*TASK DETAILS:* Rewrite the forum thread below from "## SunCMars (Feb" to "Swallowed away.", changing "choked down" to "held back".

It is possible for couples to enjoy the hotwife/cuckold lifestyle, but it can be very hard on a marriage, especially if one spouse doesn't share the fantasy as much as the other. I think it's fair to say that most women would lose respect for their husbands in regard to modern cuckolding; for them not to, they have to fully share in the fantasy and support their husband in his desire to be 'less than', as it were. I know my wife, for instance, would never be okay with that idea. In our relationship, respect on all sides is a requirement.

My only advice would be to talk to your wife. Communication is everything in marriage. 


-H.


----------



## SunCMars (Feb 29, 2016)

I think dozens and dozens, if not hundreds of TAM women would love to comment here.

I think they dare not.

I see their thoughts.
I hear them as they are choked down.

Swallowed away.

Aye!





King Brian-


----------



## Rob_1 (Sep 8, 2017)

@His_Response said: "Does that make me weird? "

Well, per societal norms it does make you weird. But, more importantly, for biological reasons, as I said before, you should be an evolutionary dead end. The problem is that mankind has blocked those barriers through technology and individuals that from a biological point of view shouldn't procreate and pass on those genes, now do. Too bad.

*RECORD EXTRACTS:*
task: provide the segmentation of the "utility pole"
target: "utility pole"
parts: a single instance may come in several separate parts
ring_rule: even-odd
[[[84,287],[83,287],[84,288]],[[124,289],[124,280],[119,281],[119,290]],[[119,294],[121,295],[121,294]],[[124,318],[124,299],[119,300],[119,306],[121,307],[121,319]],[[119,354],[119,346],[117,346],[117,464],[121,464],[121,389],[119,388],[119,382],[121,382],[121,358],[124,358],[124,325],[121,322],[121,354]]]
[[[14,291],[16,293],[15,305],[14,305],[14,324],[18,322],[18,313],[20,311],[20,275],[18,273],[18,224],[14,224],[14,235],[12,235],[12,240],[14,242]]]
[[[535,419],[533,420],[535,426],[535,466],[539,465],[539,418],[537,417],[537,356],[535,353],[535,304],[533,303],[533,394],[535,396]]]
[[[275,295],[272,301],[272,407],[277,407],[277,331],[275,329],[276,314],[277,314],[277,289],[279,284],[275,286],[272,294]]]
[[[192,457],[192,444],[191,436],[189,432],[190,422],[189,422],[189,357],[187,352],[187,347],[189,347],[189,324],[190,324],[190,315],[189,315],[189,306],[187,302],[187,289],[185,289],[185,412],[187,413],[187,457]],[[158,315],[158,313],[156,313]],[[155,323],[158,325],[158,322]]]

*ANSWER AREA:*
## SunCMars (Feb 29, 2016)

I think dozens and dozens, if not hundreds of TAM women would love to comment here.

I think they dare not.

I see their thoughts.
I hear them as they are held back.

Swallowed away.